Text block |
If any of these risks materialize or our assumptions prove incorrect, actual results could differ materially from the results implied by these forward-looking statements. There may be additional risks that Katapult does not presently know or that Katapult currently believes are immaterial that could also cause actual results to differ from those contained in the forward-looking statements. Undue reliance should not be placed on the forward-looking statements in this Press Release. All forward-looking statements contained herein are based on information available to Katapult as of the date hereof, and Katapult does not assume any obligation to update these statements as a result of new information or future events, except as required by law.  

Key Performance Metrics

Katapult regularly reviews several metrics, including the following key metrics, to evaluate its business, measure its performance, identify trends affecting our business, formulate financial projections and make strategic decisions, which may also be useful to an investor: Gross Originations, Total Revenue, Unearned Revenue and Gross Profit.

Gross Originations are defined as the retail price of the merchandise associated with lease-purchase agreements entered into during the period through the Katapult platform. Gross Originations do not represent revenue earned. However, we believe this is a useful operating metric for both Katapult’s management and investors to use in assessing the volume of transactions that take place on Katapult’s platform.

Total revenue represents the summation of rental revenue and other revenue. Unearned revenue represents the Company’s liability for cash received from customers prior to the related revenue being earned. Katapult measures these metrics to assess the total view of paythrough performance of its customers. Management believes looking at these components is useful to an investor as it helps to understand the total payment performance of customers. In connection with the adoption of ASU No. 2016-02, Leases (Topic 842), as amended (“ASC 842”), effective January 1, 2022, Katapult recognizes revenue from customers (rental revenue) when the revenue is earned and the cash is collected. Accordingly, the Company no longer records rental revenue arising from lease payments earned but not yet collected or any corresponding bad debt expense, or disclose bad debt recoveries in its periodic reports starting in the first quarter of 2022.

Gross profit represents total revenue less cost of revenue, and is a measure presented in accordance with generally accepted accounting principles in the United States ("GAAP"). See the “Non-GAAP Financial Measures” section below for a presentation of this measure alongside adjusted gross profit, which is a non-GAAP measure utilized by management.

Non-GAAP Financial Measures

To supplement the financial measures presented in this press release and related conference call or webcast in accordance with GAAP, the Company also presents the following non-GAAP and other measures of financial performance: adjusted gross profit, adjusted EBITDA, and adjusted net (loss) income. The Company urges investors to consider non-GAAP measures only in conjunction with its GAAP financials and to review the reconciliation of the Company’s non-GAAP financial measures to its comparable GAAP financial measures, which are included in this press release.

Adjusted gross profit represents gross profit less variable operating expenses, which are servicing costs, underwriting fees, and bad debt expense. Management believes that adjusted gross profit provides a meaningful understanding of one aspect of its performance specifically attributable to total revenue and the variable costs associated with total revenue.

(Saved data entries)

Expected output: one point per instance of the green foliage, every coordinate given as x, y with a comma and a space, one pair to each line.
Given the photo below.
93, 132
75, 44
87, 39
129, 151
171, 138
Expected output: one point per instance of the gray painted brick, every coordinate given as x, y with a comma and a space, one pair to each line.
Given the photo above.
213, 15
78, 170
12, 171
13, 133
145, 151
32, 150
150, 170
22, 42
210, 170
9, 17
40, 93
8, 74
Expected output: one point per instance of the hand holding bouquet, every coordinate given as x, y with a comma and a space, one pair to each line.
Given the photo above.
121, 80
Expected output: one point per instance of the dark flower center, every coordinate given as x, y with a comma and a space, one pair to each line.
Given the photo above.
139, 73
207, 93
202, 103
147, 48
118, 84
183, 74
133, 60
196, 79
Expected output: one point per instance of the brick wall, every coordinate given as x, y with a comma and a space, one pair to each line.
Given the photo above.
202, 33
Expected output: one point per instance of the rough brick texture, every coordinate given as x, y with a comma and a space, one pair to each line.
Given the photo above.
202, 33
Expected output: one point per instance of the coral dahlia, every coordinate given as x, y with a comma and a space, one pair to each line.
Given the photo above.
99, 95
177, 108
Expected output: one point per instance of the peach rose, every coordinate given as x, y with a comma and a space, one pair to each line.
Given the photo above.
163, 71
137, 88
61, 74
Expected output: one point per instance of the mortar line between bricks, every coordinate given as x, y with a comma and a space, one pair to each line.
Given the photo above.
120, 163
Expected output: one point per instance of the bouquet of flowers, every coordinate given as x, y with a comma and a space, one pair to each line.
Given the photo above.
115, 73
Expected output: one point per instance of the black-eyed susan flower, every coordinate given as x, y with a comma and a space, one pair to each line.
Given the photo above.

==

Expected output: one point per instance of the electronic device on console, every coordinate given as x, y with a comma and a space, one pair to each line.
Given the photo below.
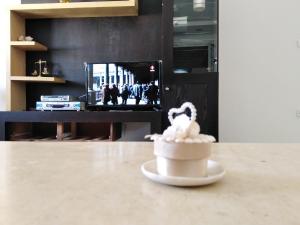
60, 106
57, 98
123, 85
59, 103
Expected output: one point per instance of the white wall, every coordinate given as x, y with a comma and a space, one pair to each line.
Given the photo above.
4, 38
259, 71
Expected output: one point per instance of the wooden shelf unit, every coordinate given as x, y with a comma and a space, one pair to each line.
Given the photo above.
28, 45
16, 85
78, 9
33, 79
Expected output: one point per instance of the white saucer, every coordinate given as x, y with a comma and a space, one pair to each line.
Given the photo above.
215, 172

What this task involves | Please reproduce the Katapult press release text word for word, starting at the words "Key Performance Metrics" and stopping after "and Gross Profit.".

Result below |
Key Performance Metrics

Katapult regularly reviews several metrics, including the following key metrics, to evaluate its business, measure its performance, identify trends affecting our business, formulate financial projections and make strategic decisions, which may also be useful to an investor: Gross Originations, Total Revenue, Unearned Revenue and Gross Profit.